**READING PASSAGE**:

§

Star Trek tech

“Like something out of Star Trek” has become a catch-phrase for all things high-tech. But as Erik Baard points out in articles recently posted to Wired Online, we live in such a high-tech age that the Star Trek future is beginning to look more like last Thursday.

As Baard notes, fans have wondered for decades how come Starfleet doesn’t put seatbelts in their ships and why so many captains and crewmen suffer from hair loss and or crooked teeth.

Then there are the more technical questions. For instance, where are all the robots? You see very few of them in Star Trek, even though robots are already in use by today’s military for things like scouting out enemy positions. Surely in Star Trek‘s future robots could be doing all sorts of work, from cleaning corridors to surveying planets.

The captain of the new Enterprise, Jonathon Archer, has a pet beagle. Wouldn’t it make more sense for him to have a robot pet? No muss, no fuss, and no drain on life support.

§

(Data for grounding referring expressions)

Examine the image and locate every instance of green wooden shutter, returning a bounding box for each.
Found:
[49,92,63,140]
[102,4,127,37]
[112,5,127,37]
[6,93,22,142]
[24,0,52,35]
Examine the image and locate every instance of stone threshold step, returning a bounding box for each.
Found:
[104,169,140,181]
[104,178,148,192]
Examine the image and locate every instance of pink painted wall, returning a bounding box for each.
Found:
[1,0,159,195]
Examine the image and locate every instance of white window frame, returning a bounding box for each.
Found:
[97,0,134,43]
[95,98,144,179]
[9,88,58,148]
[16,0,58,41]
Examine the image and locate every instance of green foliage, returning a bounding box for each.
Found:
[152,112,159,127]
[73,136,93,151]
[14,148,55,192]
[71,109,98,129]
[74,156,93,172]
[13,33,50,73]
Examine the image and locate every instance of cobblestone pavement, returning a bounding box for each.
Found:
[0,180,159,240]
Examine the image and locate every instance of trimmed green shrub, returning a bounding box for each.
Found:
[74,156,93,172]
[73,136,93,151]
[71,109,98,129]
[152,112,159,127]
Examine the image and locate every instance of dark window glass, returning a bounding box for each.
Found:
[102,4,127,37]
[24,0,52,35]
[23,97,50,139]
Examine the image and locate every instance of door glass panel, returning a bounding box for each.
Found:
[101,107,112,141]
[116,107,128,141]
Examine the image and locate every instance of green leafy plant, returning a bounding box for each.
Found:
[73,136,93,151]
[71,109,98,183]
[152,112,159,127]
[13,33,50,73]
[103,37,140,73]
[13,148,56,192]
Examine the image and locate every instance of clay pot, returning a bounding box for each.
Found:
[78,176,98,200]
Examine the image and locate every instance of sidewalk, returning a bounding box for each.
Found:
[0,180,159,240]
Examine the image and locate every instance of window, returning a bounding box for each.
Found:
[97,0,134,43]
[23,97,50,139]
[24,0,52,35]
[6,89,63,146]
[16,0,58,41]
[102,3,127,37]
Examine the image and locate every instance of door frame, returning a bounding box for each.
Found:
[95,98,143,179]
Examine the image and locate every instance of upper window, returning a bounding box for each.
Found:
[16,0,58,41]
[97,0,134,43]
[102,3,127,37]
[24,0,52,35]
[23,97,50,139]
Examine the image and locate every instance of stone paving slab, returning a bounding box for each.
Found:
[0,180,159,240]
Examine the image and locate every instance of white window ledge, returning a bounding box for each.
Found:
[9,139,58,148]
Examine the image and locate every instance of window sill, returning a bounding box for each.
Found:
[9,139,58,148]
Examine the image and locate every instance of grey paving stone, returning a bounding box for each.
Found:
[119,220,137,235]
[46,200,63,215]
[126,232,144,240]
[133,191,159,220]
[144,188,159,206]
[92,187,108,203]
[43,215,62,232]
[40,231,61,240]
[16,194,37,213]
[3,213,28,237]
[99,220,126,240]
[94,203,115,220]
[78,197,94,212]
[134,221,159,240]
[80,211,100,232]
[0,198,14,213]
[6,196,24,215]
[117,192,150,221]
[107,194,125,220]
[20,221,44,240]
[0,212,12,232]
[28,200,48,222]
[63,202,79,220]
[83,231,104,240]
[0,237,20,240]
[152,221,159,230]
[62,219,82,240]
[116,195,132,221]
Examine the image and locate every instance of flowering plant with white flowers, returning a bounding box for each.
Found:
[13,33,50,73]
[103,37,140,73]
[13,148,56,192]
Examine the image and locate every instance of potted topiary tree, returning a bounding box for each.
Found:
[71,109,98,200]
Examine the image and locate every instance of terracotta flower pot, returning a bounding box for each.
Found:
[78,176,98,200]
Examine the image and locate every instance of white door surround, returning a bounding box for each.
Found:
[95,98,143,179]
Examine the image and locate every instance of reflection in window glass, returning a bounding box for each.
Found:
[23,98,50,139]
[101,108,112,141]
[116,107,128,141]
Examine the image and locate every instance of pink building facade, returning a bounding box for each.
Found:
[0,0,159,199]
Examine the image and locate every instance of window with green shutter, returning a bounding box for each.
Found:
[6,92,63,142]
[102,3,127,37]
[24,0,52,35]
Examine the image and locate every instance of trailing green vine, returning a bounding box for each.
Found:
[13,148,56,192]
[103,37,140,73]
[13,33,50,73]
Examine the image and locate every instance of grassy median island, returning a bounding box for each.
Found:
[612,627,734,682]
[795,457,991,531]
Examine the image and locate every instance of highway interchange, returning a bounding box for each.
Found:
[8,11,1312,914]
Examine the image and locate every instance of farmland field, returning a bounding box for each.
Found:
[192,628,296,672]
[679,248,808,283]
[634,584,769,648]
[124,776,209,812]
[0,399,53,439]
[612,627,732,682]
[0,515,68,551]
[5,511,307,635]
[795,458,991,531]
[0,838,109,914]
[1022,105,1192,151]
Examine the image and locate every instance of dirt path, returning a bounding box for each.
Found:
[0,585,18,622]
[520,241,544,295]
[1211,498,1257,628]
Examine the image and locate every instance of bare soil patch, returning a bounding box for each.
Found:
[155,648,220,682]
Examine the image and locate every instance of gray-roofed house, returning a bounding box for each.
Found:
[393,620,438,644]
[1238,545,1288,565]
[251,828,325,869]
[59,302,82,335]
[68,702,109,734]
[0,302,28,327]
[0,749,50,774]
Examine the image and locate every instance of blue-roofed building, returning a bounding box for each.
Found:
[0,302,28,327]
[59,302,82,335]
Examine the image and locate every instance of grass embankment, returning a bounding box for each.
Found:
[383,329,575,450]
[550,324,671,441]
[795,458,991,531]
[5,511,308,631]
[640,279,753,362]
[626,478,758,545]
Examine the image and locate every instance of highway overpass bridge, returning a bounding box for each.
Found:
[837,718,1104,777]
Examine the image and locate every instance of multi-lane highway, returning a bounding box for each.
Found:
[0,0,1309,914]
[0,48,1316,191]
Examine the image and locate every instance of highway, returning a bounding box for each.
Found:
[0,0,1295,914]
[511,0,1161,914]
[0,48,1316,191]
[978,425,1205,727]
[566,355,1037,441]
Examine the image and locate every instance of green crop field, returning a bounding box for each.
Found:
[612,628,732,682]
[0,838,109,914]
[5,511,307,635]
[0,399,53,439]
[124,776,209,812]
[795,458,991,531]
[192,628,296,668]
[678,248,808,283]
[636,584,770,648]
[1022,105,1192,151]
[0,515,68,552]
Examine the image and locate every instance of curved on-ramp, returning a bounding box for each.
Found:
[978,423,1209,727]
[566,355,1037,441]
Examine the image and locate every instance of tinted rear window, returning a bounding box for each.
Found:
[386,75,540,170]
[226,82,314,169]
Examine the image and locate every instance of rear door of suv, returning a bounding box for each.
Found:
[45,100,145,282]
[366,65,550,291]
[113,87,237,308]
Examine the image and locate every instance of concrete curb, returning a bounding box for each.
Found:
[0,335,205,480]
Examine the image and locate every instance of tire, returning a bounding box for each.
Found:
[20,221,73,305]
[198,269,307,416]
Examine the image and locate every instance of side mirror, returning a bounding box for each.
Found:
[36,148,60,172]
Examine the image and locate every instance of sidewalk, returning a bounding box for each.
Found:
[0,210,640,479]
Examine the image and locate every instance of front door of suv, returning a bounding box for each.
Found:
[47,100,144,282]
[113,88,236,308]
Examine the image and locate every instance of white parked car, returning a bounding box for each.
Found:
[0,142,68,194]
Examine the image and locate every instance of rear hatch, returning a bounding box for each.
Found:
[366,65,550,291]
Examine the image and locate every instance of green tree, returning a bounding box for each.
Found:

§

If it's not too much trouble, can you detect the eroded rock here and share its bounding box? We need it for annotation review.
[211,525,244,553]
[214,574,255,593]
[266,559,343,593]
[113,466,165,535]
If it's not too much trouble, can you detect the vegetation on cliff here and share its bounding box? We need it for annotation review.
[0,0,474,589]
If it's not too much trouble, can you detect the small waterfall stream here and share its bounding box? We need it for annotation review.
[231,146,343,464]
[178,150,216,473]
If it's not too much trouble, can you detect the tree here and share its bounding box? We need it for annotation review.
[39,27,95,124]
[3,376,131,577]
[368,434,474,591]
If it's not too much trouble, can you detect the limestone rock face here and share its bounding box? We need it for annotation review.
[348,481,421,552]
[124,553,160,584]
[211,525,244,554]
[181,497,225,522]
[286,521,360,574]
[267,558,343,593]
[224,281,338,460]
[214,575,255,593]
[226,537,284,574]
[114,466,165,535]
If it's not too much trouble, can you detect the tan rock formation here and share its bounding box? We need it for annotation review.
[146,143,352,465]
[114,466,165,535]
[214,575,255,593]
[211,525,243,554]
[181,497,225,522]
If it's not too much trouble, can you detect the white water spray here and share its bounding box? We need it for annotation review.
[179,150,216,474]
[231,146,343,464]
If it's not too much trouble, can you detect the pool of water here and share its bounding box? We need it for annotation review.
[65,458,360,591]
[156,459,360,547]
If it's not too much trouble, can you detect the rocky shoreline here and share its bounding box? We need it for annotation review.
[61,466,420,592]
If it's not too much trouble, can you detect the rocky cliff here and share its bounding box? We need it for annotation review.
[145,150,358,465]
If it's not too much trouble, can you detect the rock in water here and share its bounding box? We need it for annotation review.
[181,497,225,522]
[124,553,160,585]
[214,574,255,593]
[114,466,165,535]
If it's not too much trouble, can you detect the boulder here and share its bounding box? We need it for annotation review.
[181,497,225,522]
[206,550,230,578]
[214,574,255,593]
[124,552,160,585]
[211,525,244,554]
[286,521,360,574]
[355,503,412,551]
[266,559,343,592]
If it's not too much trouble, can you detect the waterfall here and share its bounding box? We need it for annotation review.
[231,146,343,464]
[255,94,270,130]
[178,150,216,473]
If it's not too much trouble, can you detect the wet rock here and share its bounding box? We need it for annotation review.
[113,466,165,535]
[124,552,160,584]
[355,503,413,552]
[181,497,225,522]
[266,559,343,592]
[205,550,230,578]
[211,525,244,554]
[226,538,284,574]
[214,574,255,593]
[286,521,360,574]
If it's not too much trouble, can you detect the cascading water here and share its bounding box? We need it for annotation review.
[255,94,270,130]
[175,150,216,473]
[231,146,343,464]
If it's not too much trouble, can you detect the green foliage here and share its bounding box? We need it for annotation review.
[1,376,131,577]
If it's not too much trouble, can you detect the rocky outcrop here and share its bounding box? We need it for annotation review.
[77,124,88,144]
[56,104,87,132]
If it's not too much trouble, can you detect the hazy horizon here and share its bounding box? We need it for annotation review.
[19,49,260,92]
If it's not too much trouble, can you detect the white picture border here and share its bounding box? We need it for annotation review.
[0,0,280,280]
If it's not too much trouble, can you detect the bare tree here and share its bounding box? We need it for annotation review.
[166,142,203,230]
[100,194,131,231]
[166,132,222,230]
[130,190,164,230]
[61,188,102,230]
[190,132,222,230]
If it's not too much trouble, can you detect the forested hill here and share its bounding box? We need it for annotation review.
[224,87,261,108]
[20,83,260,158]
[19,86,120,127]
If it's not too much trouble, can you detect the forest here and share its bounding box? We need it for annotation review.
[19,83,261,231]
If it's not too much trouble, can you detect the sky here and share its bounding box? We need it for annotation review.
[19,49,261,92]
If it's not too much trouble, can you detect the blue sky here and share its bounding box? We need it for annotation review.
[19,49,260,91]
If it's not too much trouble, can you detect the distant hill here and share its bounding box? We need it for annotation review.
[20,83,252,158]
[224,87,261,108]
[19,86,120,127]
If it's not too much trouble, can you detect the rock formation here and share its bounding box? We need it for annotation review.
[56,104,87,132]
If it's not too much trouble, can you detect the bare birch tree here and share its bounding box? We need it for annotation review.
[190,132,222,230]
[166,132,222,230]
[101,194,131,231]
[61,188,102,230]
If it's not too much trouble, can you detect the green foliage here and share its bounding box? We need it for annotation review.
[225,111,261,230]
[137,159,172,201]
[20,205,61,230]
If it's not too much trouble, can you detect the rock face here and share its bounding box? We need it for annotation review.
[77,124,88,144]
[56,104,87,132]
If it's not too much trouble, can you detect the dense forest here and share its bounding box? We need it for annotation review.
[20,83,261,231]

§

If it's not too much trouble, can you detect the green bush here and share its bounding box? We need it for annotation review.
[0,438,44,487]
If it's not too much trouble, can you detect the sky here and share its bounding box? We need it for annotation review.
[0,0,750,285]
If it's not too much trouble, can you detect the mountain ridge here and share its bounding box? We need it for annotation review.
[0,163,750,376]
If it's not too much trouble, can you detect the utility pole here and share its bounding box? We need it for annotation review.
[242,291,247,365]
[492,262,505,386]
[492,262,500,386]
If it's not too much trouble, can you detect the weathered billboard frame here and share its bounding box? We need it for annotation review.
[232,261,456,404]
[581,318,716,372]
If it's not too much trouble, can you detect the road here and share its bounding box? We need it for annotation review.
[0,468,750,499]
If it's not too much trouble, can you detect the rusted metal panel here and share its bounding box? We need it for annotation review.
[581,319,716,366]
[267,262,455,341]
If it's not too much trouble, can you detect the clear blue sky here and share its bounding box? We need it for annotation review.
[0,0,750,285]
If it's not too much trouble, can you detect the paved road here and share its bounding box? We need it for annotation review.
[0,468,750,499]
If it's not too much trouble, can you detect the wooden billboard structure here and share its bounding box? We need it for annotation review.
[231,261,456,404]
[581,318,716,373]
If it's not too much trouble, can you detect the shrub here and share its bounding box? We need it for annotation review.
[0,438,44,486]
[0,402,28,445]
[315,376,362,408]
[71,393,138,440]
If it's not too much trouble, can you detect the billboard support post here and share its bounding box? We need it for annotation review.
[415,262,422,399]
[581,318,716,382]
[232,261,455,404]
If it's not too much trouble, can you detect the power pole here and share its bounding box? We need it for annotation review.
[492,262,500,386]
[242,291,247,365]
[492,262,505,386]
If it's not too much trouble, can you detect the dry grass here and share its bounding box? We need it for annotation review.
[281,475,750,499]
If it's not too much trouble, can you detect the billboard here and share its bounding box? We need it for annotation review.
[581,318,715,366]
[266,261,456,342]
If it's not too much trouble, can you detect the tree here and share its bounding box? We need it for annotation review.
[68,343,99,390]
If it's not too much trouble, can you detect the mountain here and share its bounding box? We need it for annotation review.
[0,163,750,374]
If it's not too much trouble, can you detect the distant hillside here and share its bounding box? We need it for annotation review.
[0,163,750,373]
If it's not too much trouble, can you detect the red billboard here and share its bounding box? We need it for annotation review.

§

**REQUIRED TASKS**:
1. Shorten the paragraph of the Star Trek article that begins "Then there are the more technical questions," keeping its main facts.
2. Extend the Star Trek article with a few more sentences that pick up after its last line.
These records were taken from a separate source.

**YOUR RESPONSES**:
1. Another question is why Star Trek shows so few robots, when today's military already uses them for jobs like scouting enemy positions. In that future, robots could surely handle all kinds of work, from cleaning corridors to surveying planets.

2.
The robots you do see on Star Trek tend to be androids (human-shaped robots) like Data from Star Trek: The Next Generation. But why? Most robots today look nothing like humans, and the human shape, while a fine shape (I use it myself) isn’t necessarily the best for specialized tasks.

Nano-robots–tiny robots, possibly even as small as human cells–should play a larger role in the Star Trek future, especially in sickbay, where they could be sent into the crewmen’s bodies to seek out and destroy viruses, cancer cells, what have you. We’re already pursuing that kind of technology.

And speaking of sickbay, we already have therapies more advanced than many that have appeared on Star Trek. In one episode, the Enterprise crew had their hormonal juices drained by an alien species for use in black-market aphrodisiacs–which is silly, because it would be a lot easier to genetically engineer some bacteria to do the trick.

And speaking of genetic engineering, why is there so little of it in Star Trek‘s future? Dr. Bashir on Deep Space Nine hid the fact he was genetically enhanced because once it was found it, he was stigmatized and his parents labeled criminals. It’s hard to believe that such a social stigma will last into the far future, considering the potential benefits of genetic engineering to human health and well-being–not to mention the benefit to space travelers facing hostile environments.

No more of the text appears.